Tasks to perform:
a - In the passage on the awards telecast, which two things did Josh Welsh take time to honor in his opening remarks?
b - Please list every person named in the passage on the awards telecast.

Page:

----

Film Independent president Josh Welsh set what figured to be a resistant tone in his opening remarks prior to the event’s live telecast, knocking Trump’s recent travel ban by calling independent film “globalism at its best” and taking time to honor the media as well as the National Endowment of Arts, two recent targets of the Trump administration.
Cohosts Kroll and Mulaney, who drew huge laughs throughout the show, seemed to be expecting more political jabs as well. In their hilarious opening monologue, they told future winners that, given the show was broadcast on IFC, any messages “straight into camera” would have the same reach as “whispering it to yourself in the bathroom mirror.” That’s not to say they didn’t partake themselves, at one point quipping that Trump’s chief advisor Steve Bannon “looks like if Nick Offerman drowned.”

----

[Labels for object points]
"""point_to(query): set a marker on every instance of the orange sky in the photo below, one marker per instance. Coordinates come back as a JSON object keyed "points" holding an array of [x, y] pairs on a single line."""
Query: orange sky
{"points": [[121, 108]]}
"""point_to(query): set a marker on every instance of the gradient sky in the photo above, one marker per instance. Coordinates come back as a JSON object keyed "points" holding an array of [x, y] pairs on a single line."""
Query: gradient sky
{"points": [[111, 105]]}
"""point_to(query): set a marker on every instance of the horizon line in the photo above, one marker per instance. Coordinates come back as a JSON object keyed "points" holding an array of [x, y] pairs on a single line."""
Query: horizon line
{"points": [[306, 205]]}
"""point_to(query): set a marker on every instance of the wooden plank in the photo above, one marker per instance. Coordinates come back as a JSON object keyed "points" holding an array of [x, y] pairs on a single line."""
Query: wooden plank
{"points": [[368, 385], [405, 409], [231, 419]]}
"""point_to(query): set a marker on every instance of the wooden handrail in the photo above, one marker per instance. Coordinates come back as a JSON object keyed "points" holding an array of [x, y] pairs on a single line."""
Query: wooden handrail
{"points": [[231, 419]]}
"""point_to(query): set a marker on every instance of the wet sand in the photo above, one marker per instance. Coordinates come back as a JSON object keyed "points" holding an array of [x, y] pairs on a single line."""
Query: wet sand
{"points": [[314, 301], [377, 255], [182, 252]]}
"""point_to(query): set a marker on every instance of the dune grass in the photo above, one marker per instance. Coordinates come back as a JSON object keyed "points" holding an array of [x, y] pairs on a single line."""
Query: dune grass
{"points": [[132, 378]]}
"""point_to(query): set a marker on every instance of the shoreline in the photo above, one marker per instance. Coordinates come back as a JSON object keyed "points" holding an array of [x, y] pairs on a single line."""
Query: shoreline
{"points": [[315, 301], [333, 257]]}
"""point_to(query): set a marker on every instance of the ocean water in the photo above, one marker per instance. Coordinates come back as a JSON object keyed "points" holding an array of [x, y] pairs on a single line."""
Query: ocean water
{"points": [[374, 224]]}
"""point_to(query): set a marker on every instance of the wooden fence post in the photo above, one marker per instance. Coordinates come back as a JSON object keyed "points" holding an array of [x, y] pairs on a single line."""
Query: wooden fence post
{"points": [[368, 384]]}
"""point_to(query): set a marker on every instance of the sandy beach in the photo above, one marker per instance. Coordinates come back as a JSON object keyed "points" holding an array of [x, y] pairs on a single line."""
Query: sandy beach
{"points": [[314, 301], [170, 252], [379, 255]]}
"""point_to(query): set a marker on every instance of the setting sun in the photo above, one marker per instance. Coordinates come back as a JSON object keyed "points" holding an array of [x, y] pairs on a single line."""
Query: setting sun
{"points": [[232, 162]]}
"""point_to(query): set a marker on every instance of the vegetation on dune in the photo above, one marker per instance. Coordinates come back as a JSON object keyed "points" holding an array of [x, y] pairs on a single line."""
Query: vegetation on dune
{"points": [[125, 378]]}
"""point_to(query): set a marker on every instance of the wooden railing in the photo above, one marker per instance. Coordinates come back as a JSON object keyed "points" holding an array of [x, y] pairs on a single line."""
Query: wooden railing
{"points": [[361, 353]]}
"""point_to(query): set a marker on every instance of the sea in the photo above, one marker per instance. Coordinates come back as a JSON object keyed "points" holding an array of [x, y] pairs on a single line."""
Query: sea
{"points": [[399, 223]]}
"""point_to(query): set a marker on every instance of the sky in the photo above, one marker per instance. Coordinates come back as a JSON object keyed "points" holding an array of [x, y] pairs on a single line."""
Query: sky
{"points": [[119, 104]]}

----

Answer list:
a - The media and the National Endowment of Arts.

b - Josh Welsh, Trump, Kroll, Mulaney, Steve Bannon, Nick Offerman